──────── 提示された抜粋
勃起や射精をしている人はほとんどいない?

――今、お話にあった「盗撮加害者には依存症になっている者が多い」ということ自体、知られていないですよね。

斉藤 盗撮をしている人すべてが依存症に陥っているとはもちろん言えませんが、繰り返していくうちに「やめたくてもやめられない」状態、つまり衝動制御ができなくなっていくことが考えられます。依存症の定義においては「コントロール障害の有無」が重要ですが、盗撮を繰り返す人には衝動制御障害――つまり、ある特定の状況や条件下で衝動の制御が困難、もしくはその衝動に抗えず対象行為を実行してしまうという傾向が見られます。

――撮ること自体が目的化して、撮った写真や動画をため込んでいるけど見返していないものも多いと語る盗撮加害者の発言もあり、これも驚きました。

斉藤 最初はマスターベーションを想定して盗撮(自己使用目的)していたのが、盗撮行為そのものによる達成感や優越感が動機になっていくケースが非常に多い。つまり、「盗撮のための盗撮」になっていくわけです。盗撮する前の緊張感と、盗撮した後の緊張の緩和による解放感が日常のストレスに対する一時的な対処行動になっていき、のめり込んでいってしまうんですね。
 こういうところが盗撮(窃視障害)と窃盗症(クレプトマニア)が似ているところです。万引き、クレプトマニアも最初は節約目的や金銭的な価値のために万引きしていたのが、繰り返していくうちに盗む物自体には興味がないのに盗むという行為への耽溺、つまり「万引きための万引き」に移行していきます。
────────────────
──────── 表示された一覧
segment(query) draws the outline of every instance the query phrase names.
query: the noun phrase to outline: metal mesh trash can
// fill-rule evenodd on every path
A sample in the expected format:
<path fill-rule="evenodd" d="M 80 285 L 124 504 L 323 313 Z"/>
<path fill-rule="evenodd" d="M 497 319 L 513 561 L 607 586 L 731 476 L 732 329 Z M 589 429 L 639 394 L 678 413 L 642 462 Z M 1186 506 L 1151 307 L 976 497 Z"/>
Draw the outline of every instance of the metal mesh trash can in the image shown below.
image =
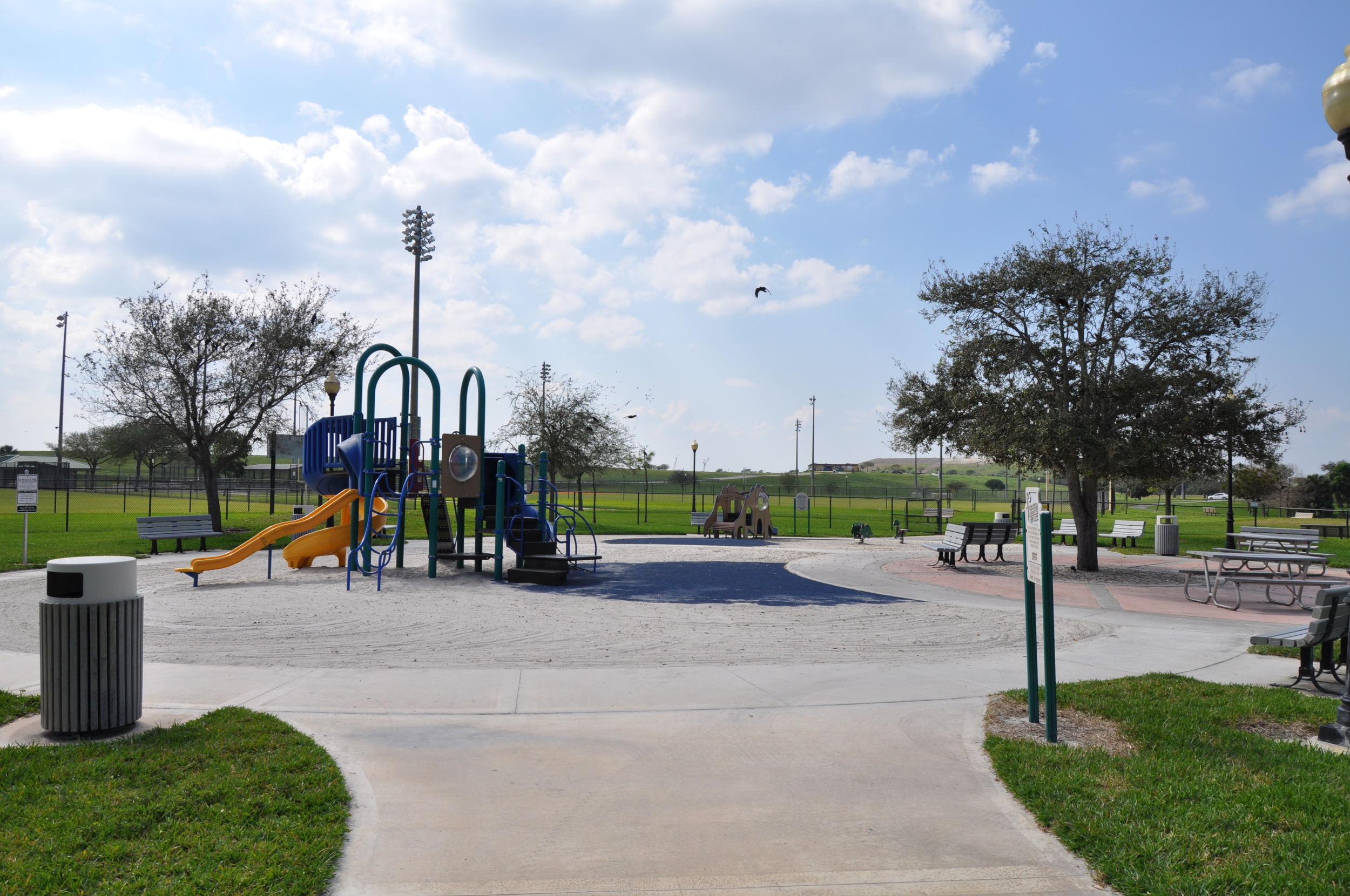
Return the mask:
<path fill-rule="evenodd" d="M 81 734 L 140 718 L 143 602 L 135 557 L 49 560 L 38 640 L 43 729 Z"/>
<path fill-rule="evenodd" d="M 1153 526 L 1153 553 L 1174 557 L 1181 552 L 1181 526 L 1176 517 L 1160 515 Z"/>

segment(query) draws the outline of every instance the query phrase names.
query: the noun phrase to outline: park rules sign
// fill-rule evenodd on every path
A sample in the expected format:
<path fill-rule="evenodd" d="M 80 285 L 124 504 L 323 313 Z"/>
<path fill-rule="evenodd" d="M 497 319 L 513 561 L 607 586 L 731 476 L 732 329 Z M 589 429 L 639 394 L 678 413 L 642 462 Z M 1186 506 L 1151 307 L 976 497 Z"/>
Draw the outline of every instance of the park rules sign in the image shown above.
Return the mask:
<path fill-rule="evenodd" d="M 1041 490 L 1026 490 L 1026 513 L 1022 517 L 1022 533 L 1026 551 L 1026 578 L 1031 584 L 1041 584 Z"/>
<path fill-rule="evenodd" d="M 15 513 L 38 513 L 38 475 L 22 472 L 14 480 Z"/>

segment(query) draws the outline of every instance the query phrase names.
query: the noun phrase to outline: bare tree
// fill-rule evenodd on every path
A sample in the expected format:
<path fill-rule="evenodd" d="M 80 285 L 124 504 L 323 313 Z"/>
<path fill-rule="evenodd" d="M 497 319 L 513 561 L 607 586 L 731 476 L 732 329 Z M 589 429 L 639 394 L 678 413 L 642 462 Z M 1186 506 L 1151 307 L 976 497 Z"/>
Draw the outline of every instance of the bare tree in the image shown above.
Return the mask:
<path fill-rule="evenodd" d="M 57 451 L 57 443 L 49 441 L 47 448 Z M 89 464 L 89 484 L 93 484 L 93 475 L 105 460 L 117 456 L 116 445 L 112 440 L 112 428 L 90 426 L 85 432 L 68 433 L 61 445 L 61 453 Z"/>
<path fill-rule="evenodd" d="M 246 457 L 292 395 L 350 366 L 370 336 L 347 314 L 329 317 L 333 290 L 317 281 L 242 296 L 197 279 L 181 302 L 157 283 L 122 300 L 126 324 L 108 324 L 80 372 L 85 406 L 116 420 L 155 424 L 202 472 L 207 509 L 220 526 L 223 470 Z"/>
<path fill-rule="evenodd" d="M 633 437 L 617 418 L 618 409 L 605 402 L 605 389 L 580 385 L 570 376 L 552 378 L 547 386 L 533 372 L 513 378 L 510 420 L 494 436 L 497 444 L 513 449 L 518 444 L 535 456 L 548 452 L 554 479 L 575 479 L 610 467 L 621 467 L 633 453 Z M 547 401 L 544 389 L 547 387 Z"/>

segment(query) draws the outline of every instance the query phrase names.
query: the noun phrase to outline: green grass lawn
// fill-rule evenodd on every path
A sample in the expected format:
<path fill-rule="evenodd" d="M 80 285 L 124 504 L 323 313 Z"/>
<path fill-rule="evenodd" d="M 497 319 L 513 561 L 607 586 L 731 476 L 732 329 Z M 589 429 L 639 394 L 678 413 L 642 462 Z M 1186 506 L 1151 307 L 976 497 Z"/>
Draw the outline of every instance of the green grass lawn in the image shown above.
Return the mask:
<path fill-rule="evenodd" d="M 1026 704 L 1026 691 L 1010 692 Z M 1138 750 L 988 737 L 1004 784 L 1122 893 L 1350 892 L 1350 757 L 1239 730 L 1315 731 L 1336 702 L 1176 675 L 1061 684 Z"/>
<path fill-rule="evenodd" d="M 883 474 L 875 475 L 880 476 Z M 53 557 L 63 556 L 96 553 L 136 555 L 148 552 L 150 542 L 136 537 L 135 526 L 135 517 L 146 513 L 143 497 L 135 498 L 132 495 L 128 499 L 127 511 L 123 513 L 122 495 L 74 494 L 77 498 L 73 498 L 69 532 L 65 529 L 66 514 L 63 513 L 63 505 L 59 502 L 58 513 L 51 513 L 50 506 L 43 503 L 40 513 L 30 515 L 30 564 L 40 565 Z M 8 495 L 9 502 L 5 503 L 7 493 L 0 490 L 0 571 L 19 568 L 22 549 L 23 520 L 12 511 L 12 490 Z M 259 498 L 258 495 L 254 497 Z M 43 498 L 46 498 L 46 494 Z M 707 510 L 713 505 L 713 495 L 699 495 L 699 510 Z M 142 502 L 142 506 L 131 506 L 138 499 Z M 572 506 L 578 503 L 575 493 L 568 491 L 562 493 L 562 501 Z M 586 520 L 591 522 L 594 530 L 599 534 L 686 534 L 693 532 L 693 528 L 688 525 L 691 502 L 687 494 L 652 495 L 648 502 L 645 498 L 639 501 L 639 495 L 634 493 L 601 493 L 598 499 L 597 495 L 585 493 L 582 503 L 586 510 Z M 994 511 L 1007 511 L 1010 506 L 1006 502 L 995 503 L 988 501 L 980 501 L 975 506 L 972 503 L 969 498 L 953 501 L 952 507 L 956 510 L 956 515 L 949 522 L 988 521 L 994 518 Z M 1219 513 L 1206 515 L 1203 513 L 1204 506 L 1197 502 L 1179 503 L 1176 506 L 1176 513 L 1181 521 L 1183 559 L 1187 551 L 1211 549 L 1223 545 L 1224 518 L 1222 507 L 1210 505 L 1218 509 Z M 189 510 L 192 513 L 205 511 L 200 497 L 192 501 L 190 506 L 186 498 L 157 497 L 154 509 L 157 515 L 170 513 L 182 514 L 189 513 Z M 270 515 L 265 513 L 266 505 L 261 498 L 255 501 L 231 501 L 230 517 L 224 521 L 224 525 L 225 528 L 239 528 L 246 532 L 211 538 L 208 545 L 212 548 L 231 548 L 263 528 L 290 518 L 289 503 L 278 505 L 278 509 L 284 509 L 285 513 Z M 891 533 L 892 509 L 895 518 L 910 530 L 910 534 L 922 536 L 938 532 L 938 526 L 933 520 L 922 517 L 921 505 L 917 502 L 910 506 L 911 515 L 906 521 L 903 499 L 849 498 L 842 494 L 821 494 L 817 495 L 811 506 L 810 524 L 807 524 L 805 513 L 798 513 L 794 526 L 791 498 L 772 498 L 774 524 L 782 536 L 845 537 L 849 534 L 852 524 L 867 522 L 872 526 L 872 533 L 876 538 L 886 538 Z M 1056 521 L 1061 520 L 1066 510 L 1064 505 L 1056 505 Z M 1153 506 L 1130 507 L 1123 501 L 1118 503 L 1116 510 L 1115 517 L 1106 515 L 1100 518 L 1100 528 L 1110 530 L 1112 521 L 1116 518 L 1145 520 L 1149 525 L 1145 529 L 1145 536 L 1138 540 L 1138 547 L 1119 549 L 1126 553 L 1152 553 L 1153 524 L 1158 510 Z M 471 529 L 471 511 L 468 513 L 468 520 Z M 1264 526 L 1297 528 L 1295 520 L 1280 517 L 1261 517 L 1256 522 Z M 1250 515 L 1238 518 L 1238 525 L 1251 524 L 1253 518 Z M 580 526 L 580 530 L 585 536 L 586 528 Z M 414 510 L 409 515 L 406 534 L 409 538 L 427 537 L 420 511 Z M 189 541 L 185 547 L 194 547 L 194 544 Z M 278 542 L 278 545 L 285 544 L 286 540 Z M 1104 541 L 1102 544 L 1106 547 Z M 166 547 L 173 549 L 173 542 L 162 541 L 159 547 L 161 551 Z M 1318 549 L 1332 555 L 1331 565 L 1350 565 L 1350 540 L 1323 538 Z"/>
<path fill-rule="evenodd" d="M 0 795 L 3 893 L 317 895 L 347 827 L 332 758 L 240 707 L 122 741 L 3 748 Z"/>

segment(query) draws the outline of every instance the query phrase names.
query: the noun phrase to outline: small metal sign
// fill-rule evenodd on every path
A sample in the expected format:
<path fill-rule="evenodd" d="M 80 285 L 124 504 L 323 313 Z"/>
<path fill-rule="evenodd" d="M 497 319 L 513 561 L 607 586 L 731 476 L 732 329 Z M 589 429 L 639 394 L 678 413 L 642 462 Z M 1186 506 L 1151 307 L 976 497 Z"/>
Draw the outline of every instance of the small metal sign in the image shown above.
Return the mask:
<path fill-rule="evenodd" d="M 15 476 L 16 513 L 38 513 L 38 475 L 19 474 Z"/>
<path fill-rule="evenodd" d="M 1026 490 L 1026 510 L 1022 518 L 1022 532 L 1026 533 L 1026 578 L 1033 584 L 1041 584 L 1041 490 Z"/>

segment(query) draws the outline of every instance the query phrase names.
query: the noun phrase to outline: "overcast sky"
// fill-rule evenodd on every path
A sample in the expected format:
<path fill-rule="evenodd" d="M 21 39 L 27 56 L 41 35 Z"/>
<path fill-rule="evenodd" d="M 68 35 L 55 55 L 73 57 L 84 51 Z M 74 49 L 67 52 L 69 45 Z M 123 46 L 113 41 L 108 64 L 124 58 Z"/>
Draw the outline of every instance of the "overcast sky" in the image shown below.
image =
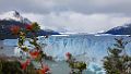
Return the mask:
<path fill-rule="evenodd" d="M 131 0 L 0 0 L 0 13 L 16 10 L 43 28 L 97 33 L 131 22 Z"/>

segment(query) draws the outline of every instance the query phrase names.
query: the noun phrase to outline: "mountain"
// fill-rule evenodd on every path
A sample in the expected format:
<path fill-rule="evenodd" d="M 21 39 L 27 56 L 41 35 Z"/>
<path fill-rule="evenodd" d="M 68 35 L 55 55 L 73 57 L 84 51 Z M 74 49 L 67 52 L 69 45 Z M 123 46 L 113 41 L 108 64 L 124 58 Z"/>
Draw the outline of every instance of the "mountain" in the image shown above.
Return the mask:
<path fill-rule="evenodd" d="M 25 28 L 25 25 L 31 23 L 32 22 L 28 18 L 23 17 L 17 11 L 3 13 L 0 15 L 0 39 L 16 38 L 11 34 L 10 27 L 15 25 Z M 51 29 L 40 29 L 37 35 L 59 35 L 59 33 Z"/>
<path fill-rule="evenodd" d="M 105 32 L 105 34 L 131 35 L 131 24 L 126 24 L 126 25 L 122 25 L 122 26 L 114 27 L 114 28 Z"/>

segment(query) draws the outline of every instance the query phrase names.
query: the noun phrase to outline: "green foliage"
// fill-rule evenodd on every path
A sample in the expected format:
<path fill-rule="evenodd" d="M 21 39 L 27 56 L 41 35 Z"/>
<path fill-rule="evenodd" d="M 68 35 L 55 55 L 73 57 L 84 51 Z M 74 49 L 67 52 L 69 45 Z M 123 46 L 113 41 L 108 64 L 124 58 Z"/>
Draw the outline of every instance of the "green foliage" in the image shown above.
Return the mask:
<path fill-rule="evenodd" d="M 33 64 L 29 64 L 25 71 L 21 69 L 21 63 L 16 60 L 0 59 L 0 74 L 37 74 Z"/>
<path fill-rule="evenodd" d="M 115 39 L 112 48 L 108 48 L 108 55 L 104 58 L 107 74 L 131 74 L 131 57 L 126 53 L 123 38 Z"/>

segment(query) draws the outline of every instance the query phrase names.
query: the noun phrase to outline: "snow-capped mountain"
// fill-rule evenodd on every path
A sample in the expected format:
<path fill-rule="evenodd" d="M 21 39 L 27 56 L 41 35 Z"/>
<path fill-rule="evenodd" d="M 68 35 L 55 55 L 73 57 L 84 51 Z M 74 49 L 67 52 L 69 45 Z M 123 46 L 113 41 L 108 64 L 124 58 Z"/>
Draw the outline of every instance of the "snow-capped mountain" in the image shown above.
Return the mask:
<path fill-rule="evenodd" d="M 0 39 L 16 38 L 11 34 L 10 27 L 12 25 L 25 28 L 26 24 L 31 24 L 31 23 L 32 22 L 28 18 L 23 17 L 17 11 L 10 11 L 10 12 L 0 14 Z M 51 29 L 50 30 L 40 29 L 37 33 L 38 36 L 58 35 L 58 34 L 59 33 Z"/>
<path fill-rule="evenodd" d="M 131 24 L 126 24 L 122 26 L 114 27 L 105 34 L 112 34 L 112 35 L 131 35 Z"/>
<path fill-rule="evenodd" d="M 28 18 L 23 17 L 17 11 L 10 11 L 10 12 L 0 14 L 0 20 L 16 21 L 16 22 L 27 23 L 27 24 L 32 23 Z"/>

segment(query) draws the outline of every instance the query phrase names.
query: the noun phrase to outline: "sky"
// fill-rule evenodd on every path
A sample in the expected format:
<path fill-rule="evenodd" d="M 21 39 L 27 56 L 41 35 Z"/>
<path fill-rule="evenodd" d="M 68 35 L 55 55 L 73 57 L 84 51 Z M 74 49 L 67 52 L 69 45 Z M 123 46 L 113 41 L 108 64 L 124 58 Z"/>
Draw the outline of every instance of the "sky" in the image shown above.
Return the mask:
<path fill-rule="evenodd" d="M 98 33 L 131 23 L 131 0 L 0 0 L 0 14 L 15 10 L 58 32 Z"/>

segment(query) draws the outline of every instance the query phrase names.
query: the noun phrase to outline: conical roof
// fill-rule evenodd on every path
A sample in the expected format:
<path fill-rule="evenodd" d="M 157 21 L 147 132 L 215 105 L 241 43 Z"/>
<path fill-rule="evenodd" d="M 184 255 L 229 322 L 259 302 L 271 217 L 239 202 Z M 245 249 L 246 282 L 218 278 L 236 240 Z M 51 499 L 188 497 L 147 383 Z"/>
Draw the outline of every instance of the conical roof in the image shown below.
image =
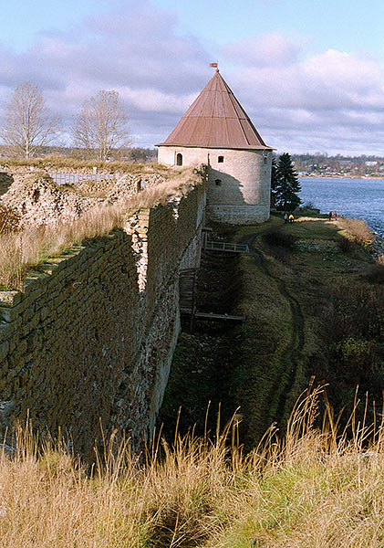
────────────────
**取り組む課題**
(a) 上の抜粋のうち、「斉藤 最初はマスターベーショ」から「万引き」に移行していきます。」までをすべて書き写しなさい。
(b) 抜粋の内容に基づき、次の問いに答えなさい。
(i) 依存症の定義において重要だとされているのは何か。
(ii) 盗撮する前の緊張感と盗撮した後の解放感は、何に対する一時的な対処行動になっていくと述べられているか。
(iii) 万引きは、最初はどのような目的で行われていたと述べられているか。

**課題の解答**
(a)
斉藤 最初はマスターベーションを想定して盗撮(自己使用目的)していたのが、盗撮行為そのものによる達成感や優越感が動機になっていくケースが非常に多い。つまり、「盗撮のための盗撮」になっていくわけです。盗撮する前の緊張感と、盗撮した後の緊張の緩和による解放感が日常のストレスに対する一時的な対処行動になっていき、のめり込んでいってしまうんですね。
 こういうところが盗撮(窃視障害)と窃盗症(クレプトマニア)が似ているところです。万引き、クレプトマニアも最初は節約目的や金銭的な価値のために万引きしていたのが、繰り返していくうちに盗む物自体には興味がないのに盗むという行為への耽溺、つまり「万引きための万引き」に移行していきます。

(b)
(i) コントロール障害の有無
(ii) 日常のストレス
(iii) 節約目的や金銭的な価値のため